[Data for review]

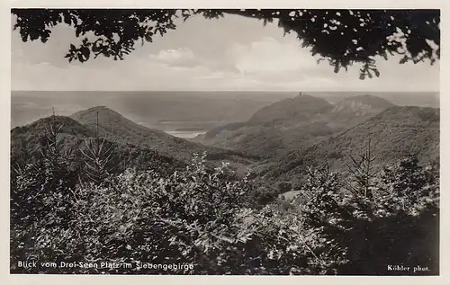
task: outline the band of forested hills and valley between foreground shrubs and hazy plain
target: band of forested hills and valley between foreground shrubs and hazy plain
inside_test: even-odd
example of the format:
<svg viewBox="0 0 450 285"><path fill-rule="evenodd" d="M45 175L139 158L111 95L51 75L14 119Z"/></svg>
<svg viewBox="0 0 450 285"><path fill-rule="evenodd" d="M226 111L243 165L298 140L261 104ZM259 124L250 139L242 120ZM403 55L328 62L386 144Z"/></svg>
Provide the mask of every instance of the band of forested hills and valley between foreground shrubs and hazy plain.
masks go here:
<svg viewBox="0 0 450 285"><path fill-rule="evenodd" d="M96 134L117 149L131 148L132 156L152 152L179 165L193 154L206 153L213 165L229 163L241 175L251 170L269 185L280 181L300 185L307 166L329 165L345 172L349 156L363 151L368 138L379 154L377 165L408 154L418 155L425 163L439 158L437 108L399 106L371 94L333 102L301 93L267 103L246 116L247 120L223 124L218 120L157 120L155 126L164 127L154 129L106 106L96 106L56 120L65 125L69 147L80 146L83 139ZM50 117L12 129L12 156L36 152L43 121ZM118 152L121 156L127 153ZM132 160L127 160L130 165Z"/></svg>

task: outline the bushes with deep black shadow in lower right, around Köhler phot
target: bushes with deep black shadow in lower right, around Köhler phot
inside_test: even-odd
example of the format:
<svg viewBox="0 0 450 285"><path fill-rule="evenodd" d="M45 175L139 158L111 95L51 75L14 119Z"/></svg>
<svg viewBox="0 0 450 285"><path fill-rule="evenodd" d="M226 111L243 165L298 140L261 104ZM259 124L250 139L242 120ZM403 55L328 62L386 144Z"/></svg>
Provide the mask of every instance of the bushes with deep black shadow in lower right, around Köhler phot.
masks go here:
<svg viewBox="0 0 450 285"><path fill-rule="evenodd" d="M310 170L297 203L305 227L323 240L313 250L339 274L414 274L390 272L388 264L420 265L428 270L416 274L438 274L438 177L436 167L423 168L411 156L384 169L371 197L360 194L366 185L342 191L338 174ZM361 176L353 179L357 184Z"/></svg>

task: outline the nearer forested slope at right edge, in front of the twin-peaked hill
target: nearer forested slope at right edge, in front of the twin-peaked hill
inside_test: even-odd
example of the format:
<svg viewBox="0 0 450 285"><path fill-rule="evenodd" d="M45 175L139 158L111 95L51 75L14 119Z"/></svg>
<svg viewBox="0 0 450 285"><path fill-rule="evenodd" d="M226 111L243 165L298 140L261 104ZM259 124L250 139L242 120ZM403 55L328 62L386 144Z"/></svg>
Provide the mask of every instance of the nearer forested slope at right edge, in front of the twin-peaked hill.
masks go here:
<svg viewBox="0 0 450 285"><path fill-rule="evenodd" d="M349 156L364 152L369 138L375 165L394 163L409 155L419 156L423 163L438 161L439 109L389 108L311 147L274 160L266 165L266 177L300 177L310 165L328 164L332 169L345 171Z"/></svg>

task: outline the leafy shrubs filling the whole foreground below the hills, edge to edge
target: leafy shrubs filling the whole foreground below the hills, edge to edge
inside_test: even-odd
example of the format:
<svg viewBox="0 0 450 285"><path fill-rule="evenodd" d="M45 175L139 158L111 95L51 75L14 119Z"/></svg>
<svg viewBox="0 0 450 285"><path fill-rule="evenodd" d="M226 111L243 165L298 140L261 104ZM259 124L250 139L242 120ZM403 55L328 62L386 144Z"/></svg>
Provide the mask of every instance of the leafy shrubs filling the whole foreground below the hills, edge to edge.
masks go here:
<svg viewBox="0 0 450 285"><path fill-rule="evenodd" d="M310 169L308 177L296 200L262 209L247 202L255 187L251 176L239 179L227 165L209 169L204 155L182 172L129 169L100 185L78 185L70 196L43 192L53 206L70 210L23 212L38 210L41 218L29 227L12 224L12 272L43 270L14 268L22 259L193 263L192 271L179 267L174 274L389 275L395 273L386 271L391 263L437 273L436 168L420 167L415 157L386 168L373 200L346 191L328 170ZM45 271L165 273L136 267Z"/></svg>

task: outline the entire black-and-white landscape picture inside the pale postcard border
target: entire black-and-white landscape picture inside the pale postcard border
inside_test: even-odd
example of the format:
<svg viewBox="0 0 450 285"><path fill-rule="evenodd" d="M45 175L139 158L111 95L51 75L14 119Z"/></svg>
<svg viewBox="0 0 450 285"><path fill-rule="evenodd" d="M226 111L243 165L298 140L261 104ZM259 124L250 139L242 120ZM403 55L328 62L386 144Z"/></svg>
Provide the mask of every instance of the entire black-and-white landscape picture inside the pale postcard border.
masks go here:
<svg viewBox="0 0 450 285"><path fill-rule="evenodd" d="M440 18L11 9L10 274L439 276Z"/></svg>

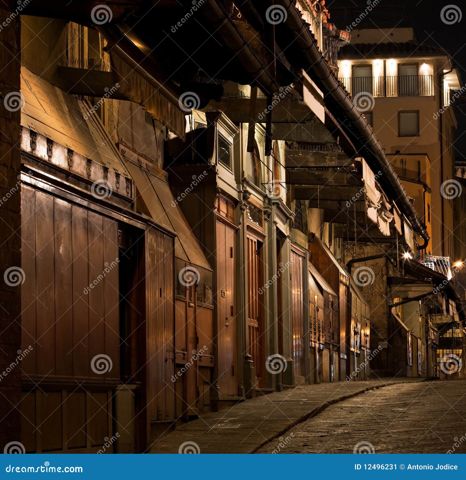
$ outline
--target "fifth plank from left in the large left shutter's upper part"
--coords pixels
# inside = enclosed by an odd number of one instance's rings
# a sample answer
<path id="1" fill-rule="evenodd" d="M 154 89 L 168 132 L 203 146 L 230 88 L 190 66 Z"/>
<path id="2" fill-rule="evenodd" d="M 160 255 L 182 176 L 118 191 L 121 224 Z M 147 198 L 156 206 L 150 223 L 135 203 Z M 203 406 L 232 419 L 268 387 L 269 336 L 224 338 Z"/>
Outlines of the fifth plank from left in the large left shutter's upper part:
<path id="1" fill-rule="evenodd" d="M 103 228 L 102 216 L 88 212 L 88 285 L 93 286 L 93 288 L 89 288 L 87 297 L 89 303 L 89 358 L 91 360 L 105 354 L 105 301 L 102 301 L 104 299 Z M 89 375 L 94 378 L 102 378 L 102 373 L 94 370 L 91 369 Z"/>

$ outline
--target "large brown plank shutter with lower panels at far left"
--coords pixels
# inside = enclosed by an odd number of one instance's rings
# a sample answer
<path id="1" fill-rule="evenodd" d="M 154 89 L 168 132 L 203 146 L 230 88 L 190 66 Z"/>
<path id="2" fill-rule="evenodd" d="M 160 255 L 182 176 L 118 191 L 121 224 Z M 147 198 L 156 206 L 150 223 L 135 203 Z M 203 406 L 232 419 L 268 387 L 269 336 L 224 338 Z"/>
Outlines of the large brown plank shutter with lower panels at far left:
<path id="1" fill-rule="evenodd" d="M 118 224 L 27 185 L 21 213 L 22 441 L 96 452 L 120 378 Z"/>

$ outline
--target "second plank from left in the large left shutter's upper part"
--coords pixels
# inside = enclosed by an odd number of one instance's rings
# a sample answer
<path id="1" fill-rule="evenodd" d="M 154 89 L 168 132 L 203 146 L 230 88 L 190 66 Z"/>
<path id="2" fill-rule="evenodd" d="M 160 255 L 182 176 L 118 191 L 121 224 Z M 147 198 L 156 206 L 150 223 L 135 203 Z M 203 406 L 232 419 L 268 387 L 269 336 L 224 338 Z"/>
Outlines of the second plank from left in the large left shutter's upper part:
<path id="1" fill-rule="evenodd" d="M 37 374 L 55 375 L 53 197 L 36 192 Z"/>

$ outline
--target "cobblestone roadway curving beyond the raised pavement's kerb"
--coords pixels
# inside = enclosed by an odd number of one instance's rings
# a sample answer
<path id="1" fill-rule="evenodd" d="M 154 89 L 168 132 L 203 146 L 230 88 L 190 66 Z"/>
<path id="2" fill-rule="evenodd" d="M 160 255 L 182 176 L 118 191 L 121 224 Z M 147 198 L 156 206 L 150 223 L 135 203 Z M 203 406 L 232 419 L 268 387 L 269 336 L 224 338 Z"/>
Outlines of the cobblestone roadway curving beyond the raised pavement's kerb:
<path id="1" fill-rule="evenodd" d="M 331 405 L 281 438 L 257 453 L 352 453 L 356 445 L 360 453 L 466 453 L 466 381 L 373 389 Z"/>

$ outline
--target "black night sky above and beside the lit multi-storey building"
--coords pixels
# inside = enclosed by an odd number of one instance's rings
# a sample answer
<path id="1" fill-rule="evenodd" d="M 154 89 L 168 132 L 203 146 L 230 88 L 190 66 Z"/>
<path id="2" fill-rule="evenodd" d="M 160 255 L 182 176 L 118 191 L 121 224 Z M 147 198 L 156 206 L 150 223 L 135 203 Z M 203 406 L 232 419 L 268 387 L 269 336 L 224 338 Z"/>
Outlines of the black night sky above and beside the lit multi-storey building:
<path id="1" fill-rule="evenodd" d="M 374 1 L 376 0 L 372 3 Z M 366 0 L 326 0 L 325 6 L 330 12 L 330 21 L 338 28 L 345 30 L 369 3 Z M 454 24 L 445 24 L 441 18 L 442 8 L 451 4 L 457 5 L 458 11 L 464 18 Z M 386 4 L 381 0 L 359 25 L 363 28 L 412 26 L 418 41 L 440 46 L 450 53 L 454 65 L 460 71 L 462 84 L 466 84 L 466 3 L 464 0 L 412 0 L 404 5 Z M 463 95 L 461 101 L 457 100 L 455 103 L 458 130 L 454 147 L 457 156 L 466 156 L 466 96 Z"/>

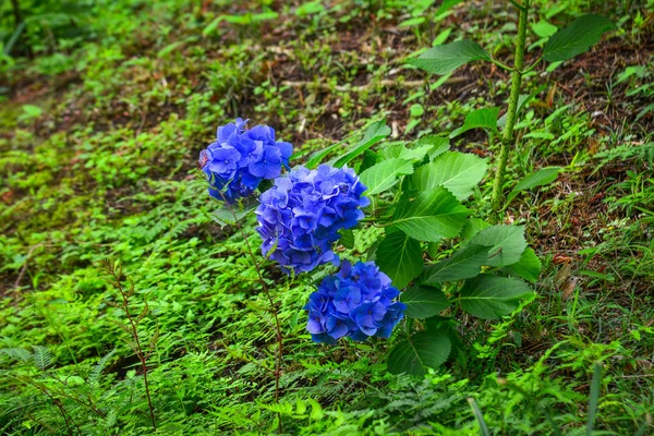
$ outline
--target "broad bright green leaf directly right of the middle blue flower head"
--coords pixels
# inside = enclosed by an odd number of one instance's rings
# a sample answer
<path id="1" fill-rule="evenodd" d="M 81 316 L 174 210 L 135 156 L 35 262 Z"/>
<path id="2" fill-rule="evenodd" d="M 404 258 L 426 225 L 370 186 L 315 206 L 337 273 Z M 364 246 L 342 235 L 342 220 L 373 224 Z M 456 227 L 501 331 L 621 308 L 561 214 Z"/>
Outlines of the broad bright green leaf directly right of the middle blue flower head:
<path id="1" fill-rule="evenodd" d="M 438 241 L 459 234 L 469 213 L 452 193 L 437 186 L 400 203 L 391 223 L 419 241 Z"/>

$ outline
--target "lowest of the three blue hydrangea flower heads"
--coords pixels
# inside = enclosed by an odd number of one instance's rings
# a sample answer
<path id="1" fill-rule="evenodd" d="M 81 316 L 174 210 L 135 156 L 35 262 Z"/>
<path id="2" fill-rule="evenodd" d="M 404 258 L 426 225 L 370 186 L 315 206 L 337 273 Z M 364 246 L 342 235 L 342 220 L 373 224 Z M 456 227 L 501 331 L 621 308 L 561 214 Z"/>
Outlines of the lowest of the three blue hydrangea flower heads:
<path id="1" fill-rule="evenodd" d="M 306 329 L 315 342 L 336 343 L 346 336 L 359 341 L 389 338 L 407 310 L 395 301 L 399 294 L 374 262 L 352 266 L 343 261 L 340 271 L 326 277 L 310 295 L 304 306 Z"/>

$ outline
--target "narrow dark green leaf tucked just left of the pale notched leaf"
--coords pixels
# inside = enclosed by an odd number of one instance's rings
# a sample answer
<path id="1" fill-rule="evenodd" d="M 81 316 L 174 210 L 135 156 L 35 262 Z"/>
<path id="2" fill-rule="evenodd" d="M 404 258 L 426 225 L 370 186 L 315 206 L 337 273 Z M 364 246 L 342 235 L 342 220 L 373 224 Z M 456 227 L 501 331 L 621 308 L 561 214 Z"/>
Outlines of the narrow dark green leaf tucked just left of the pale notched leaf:
<path id="1" fill-rule="evenodd" d="M 459 250 L 452 257 L 425 268 L 425 283 L 440 283 L 469 279 L 479 276 L 482 266 L 488 261 L 487 245 L 470 244 Z"/>

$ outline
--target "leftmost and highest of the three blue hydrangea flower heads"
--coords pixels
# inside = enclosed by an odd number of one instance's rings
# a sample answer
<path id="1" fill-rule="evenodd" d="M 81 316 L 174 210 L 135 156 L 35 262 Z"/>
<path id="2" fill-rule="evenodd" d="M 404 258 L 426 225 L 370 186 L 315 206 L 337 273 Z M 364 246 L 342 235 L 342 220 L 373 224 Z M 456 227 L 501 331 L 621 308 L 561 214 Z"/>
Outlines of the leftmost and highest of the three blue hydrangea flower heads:
<path id="1" fill-rule="evenodd" d="M 275 141 L 274 129 L 245 130 L 246 123 L 238 118 L 219 126 L 216 141 L 199 153 L 198 165 L 211 185 L 209 194 L 228 203 L 251 195 L 262 180 L 279 177 L 282 166 L 289 169 L 293 152 L 290 143 Z"/>

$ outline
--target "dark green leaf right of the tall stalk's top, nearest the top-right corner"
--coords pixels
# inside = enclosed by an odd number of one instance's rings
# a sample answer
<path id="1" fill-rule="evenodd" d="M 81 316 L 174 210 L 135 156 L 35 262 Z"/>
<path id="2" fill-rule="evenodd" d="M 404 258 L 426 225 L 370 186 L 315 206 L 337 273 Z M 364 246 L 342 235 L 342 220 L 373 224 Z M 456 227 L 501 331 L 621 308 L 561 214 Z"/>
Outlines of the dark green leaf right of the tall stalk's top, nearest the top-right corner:
<path id="1" fill-rule="evenodd" d="M 604 16 L 584 15 L 574 20 L 568 27 L 558 31 L 543 49 L 543 59 L 549 62 L 567 61 L 588 51 L 597 44 L 602 35 L 615 25 Z"/>

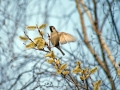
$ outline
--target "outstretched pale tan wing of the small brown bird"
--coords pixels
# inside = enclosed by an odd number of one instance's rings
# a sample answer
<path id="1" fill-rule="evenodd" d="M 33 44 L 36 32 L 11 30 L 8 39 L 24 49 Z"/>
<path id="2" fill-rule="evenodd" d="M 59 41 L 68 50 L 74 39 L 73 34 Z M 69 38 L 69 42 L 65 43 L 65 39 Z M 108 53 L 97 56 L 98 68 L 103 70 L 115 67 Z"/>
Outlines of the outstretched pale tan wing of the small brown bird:
<path id="1" fill-rule="evenodd" d="M 65 44 L 67 42 L 75 42 L 76 41 L 76 38 L 74 36 L 68 34 L 68 33 L 60 32 L 59 35 L 60 35 L 59 40 L 60 40 L 61 44 Z"/>

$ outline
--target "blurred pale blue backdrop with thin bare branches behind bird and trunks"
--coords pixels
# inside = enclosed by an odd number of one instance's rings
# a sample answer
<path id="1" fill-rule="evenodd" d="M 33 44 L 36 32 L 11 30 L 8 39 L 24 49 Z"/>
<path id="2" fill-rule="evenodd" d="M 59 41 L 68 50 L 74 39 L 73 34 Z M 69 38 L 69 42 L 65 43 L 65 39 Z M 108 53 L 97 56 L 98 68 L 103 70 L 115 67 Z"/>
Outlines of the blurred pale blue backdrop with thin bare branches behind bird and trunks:
<path id="1" fill-rule="evenodd" d="M 84 5 L 81 1 L 84 2 Z M 72 83 L 61 75 L 57 75 L 54 67 L 46 62 L 46 52 L 26 49 L 19 39 L 19 36 L 24 35 L 24 31 L 31 39 L 39 36 L 37 31 L 28 31 L 26 26 L 42 25 L 43 23 L 47 24 L 43 30 L 47 42 L 47 35 L 50 34 L 49 26 L 51 25 L 58 32 L 70 33 L 77 38 L 74 43 L 61 45 L 65 56 L 62 56 L 56 48 L 52 48 L 60 61 L 68 65 L 69 70 L 75 68 L 77 61 L 82 63 L 82 68 L 90 69 L 98 66 L 98 71 L 91 76 L 92 80 L 87 80 L 87 90 L 92 90 L 91 82 L 97 80 L 102 80 L 100 90 L 112 90 L 112 85 L 116 87 L 116 90 L 120 90 L 120 79 L 116 70 L 105 51 L 103 51 L 103 58 L 97 34 L 87 16 L 87 10 L 84 10 L 86 7 L 93 20 L 97 22 L 99 32 L 111 50 L 116 64 L 119 64 L 120 1 L 78 0 L 78 3 L 84 18 L 88 43 L 103 62 L 104 59 L 106 60 L 114 85 L 111 84 L 103 68 L 84 43 L 77 0 L 0 0 L 0 90 L 75 89 Z M 79 75 L 72 74 L 72 77 L 80 85 L 85 84 L 80 80 Z"/>

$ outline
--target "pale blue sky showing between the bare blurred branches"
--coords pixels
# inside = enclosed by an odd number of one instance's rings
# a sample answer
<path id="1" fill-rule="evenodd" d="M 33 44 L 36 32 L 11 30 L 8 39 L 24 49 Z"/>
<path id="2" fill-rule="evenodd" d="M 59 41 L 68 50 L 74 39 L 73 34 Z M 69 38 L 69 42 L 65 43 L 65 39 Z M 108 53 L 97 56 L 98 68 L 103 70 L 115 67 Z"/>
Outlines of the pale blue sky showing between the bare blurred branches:
<path id="1" fill-rule="evenodd" d="M 82 33 L 82 30 L 81 30 L 79 14 L 76 9 L 76 4 L 75 4 L 74 0 L 44 0 L 44 1 L 43 0 L 26 0 L 26 1 L 24 1 L 24 0 L 13 0 L 13 1 L 9 1 L 9 0 L 4 1 L 3 0 L 2 1 L 1 0 L 0 2 L 1 2 L 0 10 L 2 10 L 2 12 L 5 13 L 5 14 L 2 14 L 0 12 L 0 21 L 3 21 L 5 23 L 4 24 L 3 22 L 0 22 L 0 27 L 2 27 L 2 29 L 0 29 L 0 33 L 1 33 L 0 40 L 3 44 L 3 46 L 5 47 L 5 54 L 6 54 L 6 56 L 8 56 L 8 61 L 13 59 L 12 53 L 10 53 L 10 54 L 8 53 L 11 51 L 11 48 L 13 46 L 14 46 L 14 48 L 12 50 L 14 50 L 16 55 L 21 54 L 21 56 L 27 55 L 29 57 L 34 55 L 36 57 L 37 56 L 39 57 L 39 55 L 41 55 L 42 52 L 35 51 L 35 50 L 27 50 L 25 48 L 23 42 L 20 41 L 19 36 L 24 35 L 24 31 L 26 31 L 27 34 L 31 38 L 37 37 L 39 35 L 38 32 L 37 31 L 28 31 L 26 29 L 26 26 L 36 25 L 36 24 L 41 25 L 43 23 L 46 23 L 47 27 L 44 29 L 46 40 L 47 40 L 47 33 L 50 34 L 49 26 L 51 26 L 51 25 L 55 26 L 55 28 L 59 32 L 70 33 L 77 38 L 77 41 L 75 43 L 68 43 L 65 45 L 61 45 L 61 47 L 67 49 L 68 51 L 73 52 L 74 54 L 77 53 L 76 54 L 76 57 L 78 57 L 77 59 L 83 59 L 84 60 L 83 63 L 86 63 L 86 62 L 88 62 L 90 64 L 92 62 L 94 63 L 94 61 L 93 61 L 94 58 L 92 57 L 91 53 L 87 50 L 83 41 L 81 40 L 78 33 L 76 32 L 76 29 L 78 29 L 80 31 L 80 33 Z M 102 4 L 103 2 L 104 2 L 104 0 L 102 0 L 100 3 Z M 89 6 L 90 6 L 90 8 L 92 8 L 91 3 Z M 103 7 L 98 6 L 98 8 L 100 10 L 98 12 L 98 14 L 99 14 L 100 23 L 101 23 L 103 20 L 103 14 L 104 14 L 103 9 L 101 9 Z M 107 5 L 104 8 L 107 8 Z M 119 9 L 118 9 L 118 7 L 115 7 L 114 10 L 118 11 Z M 91 13 L 93 14 L 92 10 L 91 10 Z M 114 13 L 114 15 L 116 16 L 115 20 L 118 20 L 117 27 L 119 27 L 119 22 L 120 22 L 120 19 L 117 17 L 118 14 L 119 14 L 119 11 Z M 87 28 L 87 34 L 89 37 L 89 41 L 94 41 L 94 43 L 91 43 L 91 44 L 93 45 L 96 52 L 99 53 L 100 51 L 98 50 L 99 49 L 98 41 L 96 41 L 96 35 L 94 34 L 94 32 L 91 29 L 91 24 L 89 23 L 89 20 L 88 20 L 86 14 L 84 14 L 84 20 L 85 20 L 85 25 Z M 105 38 L 106 36 L 109 38 L 112 36 L 111 34 L 113 34 L 113 32 L 111 31 L 110 23 L 111 23 L 111 21 L 109 18 L 107 20 L 107 24 L 105 23 L 105 27 L 103 28 L 102 35 L 105 40 L 106 40 L 106 38 Z M 10 34 L 8 35 L 6 32 L 10 33 Z M 15 32 L 17 32 L 16 33 L 17 35 L 15 36 L 15 38 L 13 40 L 15 43 L 13 45 L 13 44 L 11 44 L 12 40 L 10 40 L 10 39 Z M 109 35 L 111 35 L 111 36 L 109 36 Z M 77 49 L 78 43 L 80 43 L 79 49 Z M 109 43 L 110 42 L 107 42 L 107 44 L 109 44 Z M 53 50 L 58 53 L 59 57 L 62 57 L 62 54 L 59 52 L 59 50 L 57 50 L 56 48 L 53 48 Z M 23 52 L 21 53 L 21 51 L 23 51 Z M 63 49 L 63 51 L 66 53 L 66 51 L 64 49 Z M 2 49 L 1 49 L 1 52 L 2 52 Z M 78 52 L 81 53 L 81 56 Z M 114 52 L 116 52 L 116 50 Z M 112 53 L 114 53 L 114 52 L 112 52 Z M 82 57 L 82 55 L 87 55 L 87 57 L 84 57 L 84 56 Z M 42 56 L 42 57 L 44 57 L 44 56 Z M 66 62 L 68 62 L 68 64 L 71 64 L 71 62 L 69 62 L 67 59 L 68 57 L 69 56 L 66 54 L 66 57 L 63 57 L 63 59 Z M 6 63 L 5 62 L 6 58 L 4 56 L 1 56 L 0 58 L 2 59 L 1 63 Z M 73 60 L 73 57 L 71 57 L 71 59 Z M 24 59 L 19 59 L 18 62 L 13 63 L 13 66 L 15 66 L 15 67 L 20 66 L 22 64 L 22 62 L 24 62 L 24 61 L 25 61 Z M 28 61 L 26 60 L 26 62 L 28 62 Z M 39 60 L 36 60 L 36 61 L 39 61 Z M 117 59 L 116 61 L 118 62 L 119 60 Z M 42 63 L 42 61 L 41 61 L 41 63 Z M 44 63 L 43 67 L 42 67 L 42 68 L 46 69 L 46 67 L 44 67 L 44 66 L 47 66 L 47 63 Z M 23 69 L 29 70 L 29 69 L 33 68 L 33 62 L 30 63 L 29 65 L 26 65 L 26 67 L 24 67 Z M 49 67 L 51 67 L 51 66 L 49 66 Z M 12 72 L 12 71 L 15 71 L 16 68 L 12 69 L 12 70 L 9 68 L 8 70 L 10 70 Z M 53 70 L 53 69 L 51 69 L 51 70 Z M 9 75 L 10 71 L 7 72 L 8 75 Z M 20 72 L 22 72 L 22 70 Z M 95 79 L 96 79 L 96 77 L 94 77 L 94 80 Z"/>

[/Data for review]

* _Your task_: Would you filter the records and copy out each line containing "filling"?

* _Exercise result_:
task: outline the leafy shrubs filling the whole foreground below the hills, edge to edge
target: leafy shrubs filling the whole foreground below the hills, edge to edge
Provide the mask of every instance of the leafy shrubs filling the whole foreground below the hills, edge to edge.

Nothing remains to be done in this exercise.